═══ Given records ═══

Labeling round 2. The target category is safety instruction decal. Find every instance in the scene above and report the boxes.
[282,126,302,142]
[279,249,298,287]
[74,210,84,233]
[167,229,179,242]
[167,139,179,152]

═══

Retype the material above line for line, with no changes.

▶ [Written response]:
Labeling round 2. The target category is safety instruction decal. Find every instance in the scene above and report the boxes.
[282,126,302,142]
[279,249,298,287]
[74,210,84,233]
[167,229,179,242]
[167,139,179,152]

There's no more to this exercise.